● **GOAL**
Locate every line in the entries below that contains the string "pole", and copy each such line in full. Treat uppercase and lowercase as different.

● **RECORDS SHOWN**

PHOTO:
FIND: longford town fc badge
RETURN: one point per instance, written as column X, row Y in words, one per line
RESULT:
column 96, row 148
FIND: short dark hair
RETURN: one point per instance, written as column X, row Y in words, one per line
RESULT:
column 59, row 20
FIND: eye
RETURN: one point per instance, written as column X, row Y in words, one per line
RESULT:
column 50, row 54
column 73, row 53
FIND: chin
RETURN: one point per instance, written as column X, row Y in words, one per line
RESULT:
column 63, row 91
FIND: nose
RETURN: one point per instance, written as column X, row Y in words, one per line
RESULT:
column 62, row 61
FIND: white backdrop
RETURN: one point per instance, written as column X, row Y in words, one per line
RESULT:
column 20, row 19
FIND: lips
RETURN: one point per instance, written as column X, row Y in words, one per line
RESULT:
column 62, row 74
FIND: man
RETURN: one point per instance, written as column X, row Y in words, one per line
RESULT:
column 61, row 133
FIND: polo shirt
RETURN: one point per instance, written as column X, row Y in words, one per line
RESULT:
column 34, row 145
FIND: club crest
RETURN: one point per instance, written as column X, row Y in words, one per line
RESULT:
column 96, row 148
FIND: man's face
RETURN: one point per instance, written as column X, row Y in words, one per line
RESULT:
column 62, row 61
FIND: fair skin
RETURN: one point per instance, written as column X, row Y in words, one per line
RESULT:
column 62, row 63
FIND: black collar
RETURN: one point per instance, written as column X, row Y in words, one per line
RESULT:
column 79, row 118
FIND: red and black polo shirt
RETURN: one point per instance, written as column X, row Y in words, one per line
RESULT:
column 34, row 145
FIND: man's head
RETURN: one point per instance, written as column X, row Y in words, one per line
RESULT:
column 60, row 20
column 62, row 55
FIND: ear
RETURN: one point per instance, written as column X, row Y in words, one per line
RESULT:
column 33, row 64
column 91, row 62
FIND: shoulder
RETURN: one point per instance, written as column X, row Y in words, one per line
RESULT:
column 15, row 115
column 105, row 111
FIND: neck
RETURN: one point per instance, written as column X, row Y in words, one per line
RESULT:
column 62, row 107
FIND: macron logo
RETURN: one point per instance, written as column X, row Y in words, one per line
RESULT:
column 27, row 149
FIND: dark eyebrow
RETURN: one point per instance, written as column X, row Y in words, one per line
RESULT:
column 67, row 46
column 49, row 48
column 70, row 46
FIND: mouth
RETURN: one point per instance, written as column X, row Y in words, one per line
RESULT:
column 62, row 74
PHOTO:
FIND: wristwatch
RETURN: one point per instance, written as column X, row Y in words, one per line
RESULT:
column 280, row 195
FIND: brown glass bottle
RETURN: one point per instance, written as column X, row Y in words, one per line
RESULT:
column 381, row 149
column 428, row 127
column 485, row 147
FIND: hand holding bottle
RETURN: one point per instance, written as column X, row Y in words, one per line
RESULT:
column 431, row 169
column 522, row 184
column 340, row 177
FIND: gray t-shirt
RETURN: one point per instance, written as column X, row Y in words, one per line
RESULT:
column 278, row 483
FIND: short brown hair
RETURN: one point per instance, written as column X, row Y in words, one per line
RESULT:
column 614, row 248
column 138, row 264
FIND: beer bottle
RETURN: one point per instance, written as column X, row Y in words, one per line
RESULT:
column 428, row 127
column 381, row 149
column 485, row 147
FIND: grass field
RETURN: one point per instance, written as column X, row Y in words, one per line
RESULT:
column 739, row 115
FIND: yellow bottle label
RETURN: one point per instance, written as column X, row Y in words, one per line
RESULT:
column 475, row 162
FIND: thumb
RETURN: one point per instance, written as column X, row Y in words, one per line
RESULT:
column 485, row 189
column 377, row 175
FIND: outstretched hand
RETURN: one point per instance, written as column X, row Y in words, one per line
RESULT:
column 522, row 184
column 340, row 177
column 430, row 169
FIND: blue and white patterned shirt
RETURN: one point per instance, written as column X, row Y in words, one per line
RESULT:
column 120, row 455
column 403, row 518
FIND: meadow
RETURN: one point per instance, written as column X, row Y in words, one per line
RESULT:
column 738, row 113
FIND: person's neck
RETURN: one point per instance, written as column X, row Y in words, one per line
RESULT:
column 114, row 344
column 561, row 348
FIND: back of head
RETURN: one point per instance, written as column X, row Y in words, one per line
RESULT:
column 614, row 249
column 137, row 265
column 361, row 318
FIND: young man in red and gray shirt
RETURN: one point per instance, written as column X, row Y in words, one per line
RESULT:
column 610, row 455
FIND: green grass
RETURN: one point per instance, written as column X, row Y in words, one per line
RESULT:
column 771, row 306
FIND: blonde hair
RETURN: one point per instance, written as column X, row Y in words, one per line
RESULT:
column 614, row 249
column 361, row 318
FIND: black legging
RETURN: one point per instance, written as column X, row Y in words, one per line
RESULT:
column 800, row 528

* * *

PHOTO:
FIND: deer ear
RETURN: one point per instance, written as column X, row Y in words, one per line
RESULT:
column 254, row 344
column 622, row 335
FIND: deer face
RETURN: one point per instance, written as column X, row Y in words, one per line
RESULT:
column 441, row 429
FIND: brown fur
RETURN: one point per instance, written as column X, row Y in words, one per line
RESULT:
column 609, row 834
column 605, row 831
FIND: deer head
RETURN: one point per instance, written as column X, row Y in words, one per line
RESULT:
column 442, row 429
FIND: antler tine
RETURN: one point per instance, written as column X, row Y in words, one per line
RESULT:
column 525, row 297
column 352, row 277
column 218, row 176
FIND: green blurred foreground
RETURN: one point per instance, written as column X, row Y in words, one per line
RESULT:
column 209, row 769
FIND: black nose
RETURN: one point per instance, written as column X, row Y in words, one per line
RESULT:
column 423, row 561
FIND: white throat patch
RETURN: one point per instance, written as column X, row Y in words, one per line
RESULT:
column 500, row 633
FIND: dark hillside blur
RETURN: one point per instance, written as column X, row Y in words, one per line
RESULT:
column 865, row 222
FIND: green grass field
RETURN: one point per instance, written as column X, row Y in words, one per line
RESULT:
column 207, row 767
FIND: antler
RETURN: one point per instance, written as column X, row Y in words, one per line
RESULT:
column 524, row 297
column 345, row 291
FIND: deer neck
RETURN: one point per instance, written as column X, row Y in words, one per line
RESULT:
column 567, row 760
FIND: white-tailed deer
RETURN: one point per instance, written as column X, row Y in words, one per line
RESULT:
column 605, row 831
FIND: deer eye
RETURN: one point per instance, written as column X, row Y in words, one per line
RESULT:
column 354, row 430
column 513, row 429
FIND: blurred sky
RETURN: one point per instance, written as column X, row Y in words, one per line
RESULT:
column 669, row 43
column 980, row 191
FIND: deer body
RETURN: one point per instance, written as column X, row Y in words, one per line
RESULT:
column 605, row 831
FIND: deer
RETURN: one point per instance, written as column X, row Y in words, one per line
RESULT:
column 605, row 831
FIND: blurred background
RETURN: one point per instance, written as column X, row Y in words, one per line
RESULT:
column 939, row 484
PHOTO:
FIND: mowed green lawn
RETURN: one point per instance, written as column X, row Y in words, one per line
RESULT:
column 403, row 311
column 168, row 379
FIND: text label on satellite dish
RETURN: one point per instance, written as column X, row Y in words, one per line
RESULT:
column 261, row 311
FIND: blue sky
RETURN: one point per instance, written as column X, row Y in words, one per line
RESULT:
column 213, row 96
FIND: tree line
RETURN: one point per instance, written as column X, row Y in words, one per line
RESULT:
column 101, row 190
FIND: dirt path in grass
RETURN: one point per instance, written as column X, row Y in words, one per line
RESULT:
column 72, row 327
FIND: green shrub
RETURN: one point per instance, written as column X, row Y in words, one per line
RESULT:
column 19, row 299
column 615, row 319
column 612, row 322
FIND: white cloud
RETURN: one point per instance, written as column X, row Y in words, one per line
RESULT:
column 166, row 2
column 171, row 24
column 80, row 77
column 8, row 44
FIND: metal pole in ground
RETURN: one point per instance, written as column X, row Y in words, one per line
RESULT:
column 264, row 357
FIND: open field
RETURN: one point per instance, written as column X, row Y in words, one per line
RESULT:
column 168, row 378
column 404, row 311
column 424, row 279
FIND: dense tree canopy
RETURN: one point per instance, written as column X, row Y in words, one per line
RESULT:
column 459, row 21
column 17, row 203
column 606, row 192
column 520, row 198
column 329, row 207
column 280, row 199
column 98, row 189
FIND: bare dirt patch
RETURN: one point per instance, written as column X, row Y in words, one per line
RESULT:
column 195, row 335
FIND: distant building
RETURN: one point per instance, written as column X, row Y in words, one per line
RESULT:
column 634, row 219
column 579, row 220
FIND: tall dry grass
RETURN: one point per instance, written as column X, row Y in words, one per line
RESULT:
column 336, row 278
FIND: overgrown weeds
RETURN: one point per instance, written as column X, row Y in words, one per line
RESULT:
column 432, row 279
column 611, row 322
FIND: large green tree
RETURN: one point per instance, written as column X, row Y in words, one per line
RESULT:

--

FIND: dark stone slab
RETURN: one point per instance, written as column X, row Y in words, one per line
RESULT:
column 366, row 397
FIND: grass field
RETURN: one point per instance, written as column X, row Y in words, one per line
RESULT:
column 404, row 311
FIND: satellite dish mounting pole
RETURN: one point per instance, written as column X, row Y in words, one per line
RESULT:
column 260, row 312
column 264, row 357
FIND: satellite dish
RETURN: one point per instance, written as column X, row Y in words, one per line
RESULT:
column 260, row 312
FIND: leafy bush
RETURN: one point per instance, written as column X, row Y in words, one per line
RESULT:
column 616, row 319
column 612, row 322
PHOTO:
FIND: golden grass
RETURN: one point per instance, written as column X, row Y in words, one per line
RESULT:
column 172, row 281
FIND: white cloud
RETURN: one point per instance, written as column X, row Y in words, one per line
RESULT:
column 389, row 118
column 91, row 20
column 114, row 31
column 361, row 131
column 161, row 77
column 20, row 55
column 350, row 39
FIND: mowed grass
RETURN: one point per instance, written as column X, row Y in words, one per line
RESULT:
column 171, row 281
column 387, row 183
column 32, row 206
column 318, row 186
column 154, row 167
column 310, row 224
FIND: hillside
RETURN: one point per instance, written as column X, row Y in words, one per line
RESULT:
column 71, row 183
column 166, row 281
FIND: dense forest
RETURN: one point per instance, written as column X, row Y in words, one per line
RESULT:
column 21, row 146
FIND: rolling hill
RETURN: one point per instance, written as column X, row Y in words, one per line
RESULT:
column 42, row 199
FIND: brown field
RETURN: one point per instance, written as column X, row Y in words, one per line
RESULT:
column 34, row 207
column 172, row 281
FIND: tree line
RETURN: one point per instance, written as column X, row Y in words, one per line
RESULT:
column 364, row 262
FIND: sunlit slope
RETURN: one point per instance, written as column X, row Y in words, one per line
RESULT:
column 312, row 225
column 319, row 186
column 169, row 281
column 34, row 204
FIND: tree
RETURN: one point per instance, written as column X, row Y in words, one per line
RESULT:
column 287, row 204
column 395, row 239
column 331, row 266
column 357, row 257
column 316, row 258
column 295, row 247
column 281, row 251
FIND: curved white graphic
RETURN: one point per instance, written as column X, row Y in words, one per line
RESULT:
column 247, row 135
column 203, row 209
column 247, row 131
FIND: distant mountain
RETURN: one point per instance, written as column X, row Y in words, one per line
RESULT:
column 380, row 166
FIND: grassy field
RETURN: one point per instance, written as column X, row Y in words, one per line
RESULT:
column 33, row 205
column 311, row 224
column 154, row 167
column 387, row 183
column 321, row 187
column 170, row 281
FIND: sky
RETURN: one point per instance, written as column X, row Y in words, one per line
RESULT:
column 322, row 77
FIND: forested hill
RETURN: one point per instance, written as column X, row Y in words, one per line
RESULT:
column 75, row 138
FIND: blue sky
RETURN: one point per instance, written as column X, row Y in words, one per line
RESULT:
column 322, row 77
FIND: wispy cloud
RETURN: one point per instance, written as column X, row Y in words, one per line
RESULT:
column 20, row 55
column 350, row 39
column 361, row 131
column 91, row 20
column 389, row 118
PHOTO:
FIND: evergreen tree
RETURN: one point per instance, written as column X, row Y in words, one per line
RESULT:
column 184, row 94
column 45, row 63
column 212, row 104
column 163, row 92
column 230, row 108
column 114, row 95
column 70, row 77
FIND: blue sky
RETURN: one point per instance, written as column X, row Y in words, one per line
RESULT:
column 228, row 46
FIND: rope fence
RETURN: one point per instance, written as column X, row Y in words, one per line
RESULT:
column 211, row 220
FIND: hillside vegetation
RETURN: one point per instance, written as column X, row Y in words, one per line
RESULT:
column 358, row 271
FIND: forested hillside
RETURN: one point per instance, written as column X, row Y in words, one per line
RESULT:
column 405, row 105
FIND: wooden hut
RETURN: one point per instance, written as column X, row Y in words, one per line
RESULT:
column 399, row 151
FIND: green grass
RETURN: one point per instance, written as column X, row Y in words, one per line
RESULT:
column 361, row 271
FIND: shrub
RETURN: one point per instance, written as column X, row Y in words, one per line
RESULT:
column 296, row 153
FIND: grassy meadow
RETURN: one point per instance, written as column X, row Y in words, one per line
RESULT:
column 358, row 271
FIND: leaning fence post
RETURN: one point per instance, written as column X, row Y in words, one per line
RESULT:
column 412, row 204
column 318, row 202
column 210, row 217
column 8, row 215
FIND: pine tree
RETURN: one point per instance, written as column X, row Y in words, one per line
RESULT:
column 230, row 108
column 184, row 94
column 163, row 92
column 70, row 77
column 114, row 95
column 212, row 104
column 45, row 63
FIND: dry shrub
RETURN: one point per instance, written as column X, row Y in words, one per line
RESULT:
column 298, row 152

● **FINISHED TASK**
FIND: metal pole in ground
FIND: satellite dish mounting pole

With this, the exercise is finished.